§ ÉNONCÉ 1
Réécrivez sous forme de liste le paragraphe de l'extrait qui commence par « Les sommets ont toujours fasciné », en conservant ses faits principaux.
§ ÉNONCÉ 2
Dans les entrées, partez de la ligne qui contient « Would you please pick out the tent » et allez jusqu'à la fin des entrées. Recopiez ces lignes en substituant « tent drawstring » à « tent lacing cord », sans rien modifier d'autre.

§ EXTRAIT DE LA PAGE
□ □ □

LA MAGIE DES SOMMETS

Les sommets ont toujours fasciné les hommes. Pour y arriver, on grimpe, on monte. On s’élève, au propre comme au figuré, en pensée et en action, parce que atteindre un sommet devient un défi à la fois physique et spirituel. Certains sommets sont dotés d’une véritable aura, ceux qui arrivent à les vaincre sont de véritables héros. Ils cristallisent l’âme fière du peuple qui est dressée vers les cieux, vers les dieux. Au Japon comme au Cameroun, nous allons découvrir deux sommets aussi typiques que mythiques, le Mont Fuji et le Mont Cameroun « le char des dieux »

LE MONT FUJI
On le connaît aussi sous le nom de Fuji-san (富士山). Certains l’appellent à tort le « Fujiyama », ce qui est un pléonasme, parce que yama signifie déjà « montagne ». C’est le plus haut sommet du Japon. Il culmine fièrement à 3 776,24 mètres au-dessus du niveau de la mer. Il trône au centre du pays, qui se trouve sur la côte sud de l’île de Honshū, au sud-ouest de l’agglomération de Tokyo. C’est aussi un stratovolcan (constitué de plusieurs couches (strates) de larve durcie et de téphras), reconnaissable par sa forme conique et son profile escarpé. Le Vésuve en Italie, la montagne Pelée en Martinique et le Krakatoa en Indonésie sont des stratovolcans. Le mont Fuji est toujours considéré comme actif, sa dernière éruption certaine s’est produite fin 1707, toutefois le risque éruptif est aujourd’hui considéré comme faible.

□ □ □

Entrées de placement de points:
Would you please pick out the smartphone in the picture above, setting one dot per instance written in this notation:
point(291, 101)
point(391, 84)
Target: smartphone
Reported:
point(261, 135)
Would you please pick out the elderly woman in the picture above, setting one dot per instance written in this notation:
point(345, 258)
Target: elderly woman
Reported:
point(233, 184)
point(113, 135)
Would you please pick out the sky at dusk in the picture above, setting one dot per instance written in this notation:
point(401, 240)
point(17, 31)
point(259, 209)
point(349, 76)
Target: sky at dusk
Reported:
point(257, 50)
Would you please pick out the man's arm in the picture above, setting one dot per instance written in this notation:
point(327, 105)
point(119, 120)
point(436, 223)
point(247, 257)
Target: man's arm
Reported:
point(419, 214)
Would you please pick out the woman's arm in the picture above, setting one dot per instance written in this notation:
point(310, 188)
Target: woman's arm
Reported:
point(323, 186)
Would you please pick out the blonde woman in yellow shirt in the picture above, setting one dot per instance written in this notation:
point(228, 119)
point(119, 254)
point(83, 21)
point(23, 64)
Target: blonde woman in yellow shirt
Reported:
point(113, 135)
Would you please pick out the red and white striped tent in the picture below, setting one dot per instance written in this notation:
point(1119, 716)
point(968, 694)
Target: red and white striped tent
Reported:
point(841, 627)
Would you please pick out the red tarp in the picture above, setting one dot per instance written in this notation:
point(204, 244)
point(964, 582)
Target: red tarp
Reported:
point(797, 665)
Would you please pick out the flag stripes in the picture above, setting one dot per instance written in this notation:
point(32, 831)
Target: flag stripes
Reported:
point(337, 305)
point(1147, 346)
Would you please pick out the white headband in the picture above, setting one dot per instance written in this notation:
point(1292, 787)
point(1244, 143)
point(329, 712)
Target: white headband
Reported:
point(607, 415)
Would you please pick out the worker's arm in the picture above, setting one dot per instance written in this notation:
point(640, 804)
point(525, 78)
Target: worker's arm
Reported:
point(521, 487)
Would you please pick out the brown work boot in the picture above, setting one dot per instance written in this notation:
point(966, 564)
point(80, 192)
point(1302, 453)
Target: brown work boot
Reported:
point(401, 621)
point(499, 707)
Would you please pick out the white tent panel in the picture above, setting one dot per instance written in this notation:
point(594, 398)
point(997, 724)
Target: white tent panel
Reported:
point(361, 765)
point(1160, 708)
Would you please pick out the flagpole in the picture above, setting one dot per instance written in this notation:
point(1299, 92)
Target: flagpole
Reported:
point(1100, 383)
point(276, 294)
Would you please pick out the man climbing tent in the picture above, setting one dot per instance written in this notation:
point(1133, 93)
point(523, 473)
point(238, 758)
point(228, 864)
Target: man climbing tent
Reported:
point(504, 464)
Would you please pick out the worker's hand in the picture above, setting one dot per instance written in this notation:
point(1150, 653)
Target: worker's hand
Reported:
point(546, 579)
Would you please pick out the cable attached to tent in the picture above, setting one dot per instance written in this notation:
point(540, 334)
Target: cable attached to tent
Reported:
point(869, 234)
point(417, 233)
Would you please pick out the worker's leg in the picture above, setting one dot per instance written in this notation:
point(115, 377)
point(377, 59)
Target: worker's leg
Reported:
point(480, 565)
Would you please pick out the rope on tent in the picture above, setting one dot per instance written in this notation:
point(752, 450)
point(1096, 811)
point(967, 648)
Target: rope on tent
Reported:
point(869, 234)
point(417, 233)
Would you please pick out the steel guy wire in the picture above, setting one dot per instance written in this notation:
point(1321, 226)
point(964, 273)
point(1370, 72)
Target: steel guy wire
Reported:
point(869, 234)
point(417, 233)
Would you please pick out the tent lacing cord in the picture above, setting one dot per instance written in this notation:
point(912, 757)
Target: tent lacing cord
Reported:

□ □ □

§ RÉPONSE ATTENDUE 1
- Les sommets fascinent les hommes depuis toujours.
- Pour les atteindre, on grimpe et on s'élève, au propre comme au figuré, en pensée et en action.
- Atteindre un sommet est un défi à la fois physique et spirituel.
- Certains sommets possèdent une véritable aura, et ceux qui les vainquent sont de véritables héros.
- Ces sommets cristallisent l'âme fière du peuple, dressée vers les cieux et vers les dieux.
- Deux sommets typiques et mythiques seront découverts : le mont Fuji au Japon et le mont Cameroun, « le char des dieux ».

§ RÉPONSE ATTENDUE 2
Would you please pick out the tent drawstring in the picture above, setting one dot per instance written in this notation:
point(912, 757)
Target: tent drawstring
Reported:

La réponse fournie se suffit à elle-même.